Your goal.
Restate word for word the entries below, starting with the line with "Target: dog's eye" and continuing through the line with "Mark one point on every instance of the red metal". Include both of those lines and no others.

Data shown.
Content starts
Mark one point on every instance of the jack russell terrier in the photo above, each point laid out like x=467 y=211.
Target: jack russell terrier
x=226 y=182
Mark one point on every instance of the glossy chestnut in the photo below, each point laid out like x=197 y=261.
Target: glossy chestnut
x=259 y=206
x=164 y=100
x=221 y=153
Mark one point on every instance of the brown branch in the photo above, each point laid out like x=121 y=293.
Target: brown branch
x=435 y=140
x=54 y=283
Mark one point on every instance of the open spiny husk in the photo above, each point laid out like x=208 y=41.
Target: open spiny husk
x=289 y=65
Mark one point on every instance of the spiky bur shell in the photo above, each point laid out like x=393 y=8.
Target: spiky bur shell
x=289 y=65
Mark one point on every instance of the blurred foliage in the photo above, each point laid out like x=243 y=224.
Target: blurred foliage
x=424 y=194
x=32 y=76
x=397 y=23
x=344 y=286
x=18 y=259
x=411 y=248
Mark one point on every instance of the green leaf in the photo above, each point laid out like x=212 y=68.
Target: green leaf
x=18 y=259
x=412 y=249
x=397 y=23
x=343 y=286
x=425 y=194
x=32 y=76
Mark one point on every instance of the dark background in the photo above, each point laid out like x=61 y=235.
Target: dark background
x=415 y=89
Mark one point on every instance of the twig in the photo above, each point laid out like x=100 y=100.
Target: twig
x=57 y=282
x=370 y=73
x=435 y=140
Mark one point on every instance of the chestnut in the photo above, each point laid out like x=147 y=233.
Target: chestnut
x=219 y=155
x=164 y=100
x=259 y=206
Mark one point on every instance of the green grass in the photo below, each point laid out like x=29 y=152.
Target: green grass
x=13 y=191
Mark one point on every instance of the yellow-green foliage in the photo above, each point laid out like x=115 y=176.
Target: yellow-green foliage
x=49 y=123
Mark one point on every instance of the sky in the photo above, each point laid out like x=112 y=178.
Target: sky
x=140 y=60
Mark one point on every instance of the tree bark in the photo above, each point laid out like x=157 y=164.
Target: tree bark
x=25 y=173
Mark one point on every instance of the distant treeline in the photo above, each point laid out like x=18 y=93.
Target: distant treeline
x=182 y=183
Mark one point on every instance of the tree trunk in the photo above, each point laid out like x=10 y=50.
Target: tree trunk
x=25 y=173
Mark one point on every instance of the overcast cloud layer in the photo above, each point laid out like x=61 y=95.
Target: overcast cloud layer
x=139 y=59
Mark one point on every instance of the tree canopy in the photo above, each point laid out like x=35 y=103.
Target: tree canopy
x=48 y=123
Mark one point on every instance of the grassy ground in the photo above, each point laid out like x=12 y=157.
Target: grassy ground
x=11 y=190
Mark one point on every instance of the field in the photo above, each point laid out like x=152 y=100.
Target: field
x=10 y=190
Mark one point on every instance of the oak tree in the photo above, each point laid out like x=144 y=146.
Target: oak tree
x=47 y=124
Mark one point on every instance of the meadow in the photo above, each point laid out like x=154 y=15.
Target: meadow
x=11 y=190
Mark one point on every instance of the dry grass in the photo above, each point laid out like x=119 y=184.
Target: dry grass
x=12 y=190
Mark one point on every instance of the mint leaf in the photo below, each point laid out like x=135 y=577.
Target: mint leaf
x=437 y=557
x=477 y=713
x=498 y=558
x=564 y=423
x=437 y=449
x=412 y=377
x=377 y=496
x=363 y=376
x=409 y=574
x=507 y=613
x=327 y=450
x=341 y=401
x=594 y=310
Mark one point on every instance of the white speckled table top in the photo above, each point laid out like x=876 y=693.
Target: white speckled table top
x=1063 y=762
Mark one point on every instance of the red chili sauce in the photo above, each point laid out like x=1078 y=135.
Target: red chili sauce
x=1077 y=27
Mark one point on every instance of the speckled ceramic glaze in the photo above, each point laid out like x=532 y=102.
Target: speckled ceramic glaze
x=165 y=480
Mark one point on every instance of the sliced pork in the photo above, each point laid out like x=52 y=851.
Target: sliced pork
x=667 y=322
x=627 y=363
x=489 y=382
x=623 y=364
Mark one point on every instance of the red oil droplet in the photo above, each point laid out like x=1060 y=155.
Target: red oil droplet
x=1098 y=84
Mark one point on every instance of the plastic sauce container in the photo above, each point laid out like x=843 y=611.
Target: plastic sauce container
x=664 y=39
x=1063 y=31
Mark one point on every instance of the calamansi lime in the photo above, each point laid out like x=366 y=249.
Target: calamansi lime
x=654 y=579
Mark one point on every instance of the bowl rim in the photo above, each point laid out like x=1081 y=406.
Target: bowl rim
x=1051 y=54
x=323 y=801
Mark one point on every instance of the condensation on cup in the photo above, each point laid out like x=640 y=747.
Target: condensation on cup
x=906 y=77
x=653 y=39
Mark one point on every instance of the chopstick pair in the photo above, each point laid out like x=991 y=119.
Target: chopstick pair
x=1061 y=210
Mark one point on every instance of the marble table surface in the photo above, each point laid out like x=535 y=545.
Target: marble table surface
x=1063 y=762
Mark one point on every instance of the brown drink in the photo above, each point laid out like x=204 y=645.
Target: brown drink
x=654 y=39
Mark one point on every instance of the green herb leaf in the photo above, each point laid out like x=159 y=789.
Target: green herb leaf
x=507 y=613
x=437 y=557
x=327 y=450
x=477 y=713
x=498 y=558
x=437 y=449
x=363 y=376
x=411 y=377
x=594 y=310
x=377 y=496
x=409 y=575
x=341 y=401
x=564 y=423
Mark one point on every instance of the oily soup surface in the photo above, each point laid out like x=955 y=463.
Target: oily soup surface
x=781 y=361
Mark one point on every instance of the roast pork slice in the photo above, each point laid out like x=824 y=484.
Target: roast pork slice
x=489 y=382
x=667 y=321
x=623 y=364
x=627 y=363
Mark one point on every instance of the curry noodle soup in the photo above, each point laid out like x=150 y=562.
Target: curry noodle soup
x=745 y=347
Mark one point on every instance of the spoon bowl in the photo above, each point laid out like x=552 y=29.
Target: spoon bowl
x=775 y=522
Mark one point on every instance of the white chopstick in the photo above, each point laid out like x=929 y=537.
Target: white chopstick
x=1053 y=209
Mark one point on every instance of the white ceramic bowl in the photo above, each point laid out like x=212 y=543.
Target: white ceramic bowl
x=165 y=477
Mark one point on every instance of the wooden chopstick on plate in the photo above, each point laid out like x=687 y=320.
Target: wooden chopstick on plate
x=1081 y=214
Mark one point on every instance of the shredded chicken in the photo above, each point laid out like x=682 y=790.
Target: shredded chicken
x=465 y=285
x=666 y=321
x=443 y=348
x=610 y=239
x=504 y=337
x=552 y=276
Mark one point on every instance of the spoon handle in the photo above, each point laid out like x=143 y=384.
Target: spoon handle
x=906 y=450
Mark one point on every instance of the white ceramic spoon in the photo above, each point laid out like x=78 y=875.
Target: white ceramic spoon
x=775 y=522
Content ends
Content starts
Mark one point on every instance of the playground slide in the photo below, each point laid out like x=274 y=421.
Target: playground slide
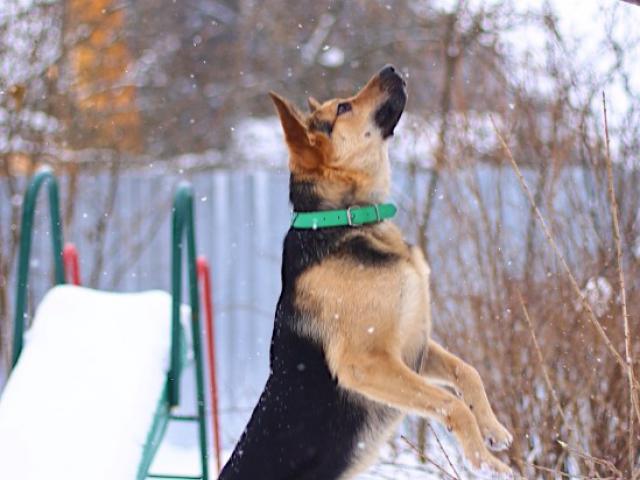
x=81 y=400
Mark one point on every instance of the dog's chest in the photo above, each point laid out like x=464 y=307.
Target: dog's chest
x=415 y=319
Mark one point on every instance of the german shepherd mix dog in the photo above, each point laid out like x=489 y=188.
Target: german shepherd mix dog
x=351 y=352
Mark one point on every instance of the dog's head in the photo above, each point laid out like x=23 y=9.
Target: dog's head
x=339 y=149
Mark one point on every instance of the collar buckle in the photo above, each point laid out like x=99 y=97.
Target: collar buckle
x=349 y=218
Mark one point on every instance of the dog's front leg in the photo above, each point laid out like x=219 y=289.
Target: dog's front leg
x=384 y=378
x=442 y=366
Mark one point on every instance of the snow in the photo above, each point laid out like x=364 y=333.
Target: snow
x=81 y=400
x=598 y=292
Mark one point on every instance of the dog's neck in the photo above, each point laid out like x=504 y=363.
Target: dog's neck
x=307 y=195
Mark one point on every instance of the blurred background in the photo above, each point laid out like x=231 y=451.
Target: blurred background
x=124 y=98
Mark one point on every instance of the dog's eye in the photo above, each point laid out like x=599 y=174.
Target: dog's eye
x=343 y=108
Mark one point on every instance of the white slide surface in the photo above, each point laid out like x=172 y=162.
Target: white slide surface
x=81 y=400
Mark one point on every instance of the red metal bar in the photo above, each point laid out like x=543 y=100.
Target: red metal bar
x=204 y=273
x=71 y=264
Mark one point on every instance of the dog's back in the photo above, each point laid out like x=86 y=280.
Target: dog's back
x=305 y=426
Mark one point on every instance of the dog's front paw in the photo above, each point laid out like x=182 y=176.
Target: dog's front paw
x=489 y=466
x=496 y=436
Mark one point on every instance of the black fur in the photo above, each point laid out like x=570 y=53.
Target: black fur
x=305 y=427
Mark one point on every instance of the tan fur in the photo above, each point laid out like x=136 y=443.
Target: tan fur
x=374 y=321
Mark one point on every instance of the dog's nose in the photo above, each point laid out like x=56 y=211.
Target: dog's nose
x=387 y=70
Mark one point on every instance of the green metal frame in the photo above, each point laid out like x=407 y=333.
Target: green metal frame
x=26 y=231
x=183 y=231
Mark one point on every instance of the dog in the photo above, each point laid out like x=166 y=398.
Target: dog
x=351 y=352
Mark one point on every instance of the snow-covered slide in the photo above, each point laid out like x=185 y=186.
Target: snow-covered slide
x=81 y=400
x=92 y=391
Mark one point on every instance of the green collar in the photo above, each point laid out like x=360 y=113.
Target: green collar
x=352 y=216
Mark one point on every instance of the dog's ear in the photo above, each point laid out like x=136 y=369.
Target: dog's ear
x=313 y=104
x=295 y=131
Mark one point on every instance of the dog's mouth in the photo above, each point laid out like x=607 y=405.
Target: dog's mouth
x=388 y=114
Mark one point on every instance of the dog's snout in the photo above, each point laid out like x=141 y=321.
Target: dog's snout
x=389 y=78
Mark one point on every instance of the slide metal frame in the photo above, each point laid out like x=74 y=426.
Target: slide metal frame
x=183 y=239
Content ends
Content starts
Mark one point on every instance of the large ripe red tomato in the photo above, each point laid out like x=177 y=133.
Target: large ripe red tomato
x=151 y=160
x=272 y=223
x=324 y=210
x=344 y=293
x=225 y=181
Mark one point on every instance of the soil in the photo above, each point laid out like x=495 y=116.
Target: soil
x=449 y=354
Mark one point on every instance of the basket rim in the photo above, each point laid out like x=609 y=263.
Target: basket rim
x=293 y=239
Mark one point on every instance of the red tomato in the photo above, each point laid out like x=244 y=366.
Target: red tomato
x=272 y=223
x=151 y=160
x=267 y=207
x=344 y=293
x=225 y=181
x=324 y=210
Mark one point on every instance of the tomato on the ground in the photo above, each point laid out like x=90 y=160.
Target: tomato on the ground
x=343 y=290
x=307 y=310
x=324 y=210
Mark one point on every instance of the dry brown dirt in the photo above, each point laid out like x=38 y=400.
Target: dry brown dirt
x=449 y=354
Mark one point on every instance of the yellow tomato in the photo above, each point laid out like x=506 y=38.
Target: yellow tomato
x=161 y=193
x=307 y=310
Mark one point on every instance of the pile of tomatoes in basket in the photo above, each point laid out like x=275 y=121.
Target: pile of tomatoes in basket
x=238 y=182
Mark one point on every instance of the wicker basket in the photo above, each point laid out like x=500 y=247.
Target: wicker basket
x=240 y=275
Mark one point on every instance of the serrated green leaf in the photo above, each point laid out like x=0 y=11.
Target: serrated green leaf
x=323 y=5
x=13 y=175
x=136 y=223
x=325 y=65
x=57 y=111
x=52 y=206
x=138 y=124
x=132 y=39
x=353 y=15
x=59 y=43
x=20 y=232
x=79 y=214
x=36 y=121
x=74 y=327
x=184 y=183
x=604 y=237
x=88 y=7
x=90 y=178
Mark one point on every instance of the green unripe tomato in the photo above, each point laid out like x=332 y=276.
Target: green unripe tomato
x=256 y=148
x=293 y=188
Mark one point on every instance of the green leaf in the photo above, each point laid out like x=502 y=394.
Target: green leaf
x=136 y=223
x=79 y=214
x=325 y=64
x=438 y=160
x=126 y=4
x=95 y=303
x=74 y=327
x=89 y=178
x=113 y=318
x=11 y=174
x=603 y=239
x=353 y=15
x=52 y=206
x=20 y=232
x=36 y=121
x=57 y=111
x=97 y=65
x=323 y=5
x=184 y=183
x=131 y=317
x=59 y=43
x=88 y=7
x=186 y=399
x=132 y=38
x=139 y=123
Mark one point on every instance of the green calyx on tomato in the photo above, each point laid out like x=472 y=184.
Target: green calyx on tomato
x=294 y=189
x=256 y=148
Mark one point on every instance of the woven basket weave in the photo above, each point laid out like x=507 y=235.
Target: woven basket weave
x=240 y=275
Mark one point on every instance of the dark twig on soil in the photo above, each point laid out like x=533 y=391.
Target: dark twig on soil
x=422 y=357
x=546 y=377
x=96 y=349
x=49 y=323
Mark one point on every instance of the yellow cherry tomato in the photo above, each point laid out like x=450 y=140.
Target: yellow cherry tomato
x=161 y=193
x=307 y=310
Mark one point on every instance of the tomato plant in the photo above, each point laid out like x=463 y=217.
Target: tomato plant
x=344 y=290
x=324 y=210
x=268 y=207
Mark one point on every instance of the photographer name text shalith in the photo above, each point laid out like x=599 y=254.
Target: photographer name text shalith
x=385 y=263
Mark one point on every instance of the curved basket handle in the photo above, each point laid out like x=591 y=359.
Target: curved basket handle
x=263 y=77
Content ends
Written response.
Target: dog's eye
x=343 y=108
Mark one point on every instance of the white slide surface in the photo above, each point laid out like x=172 y=162.
Target: white slide surface
x=81 y=400
Mark one point on every instance of the red metal bar in the photo above, each point laid out like x=543 y=100.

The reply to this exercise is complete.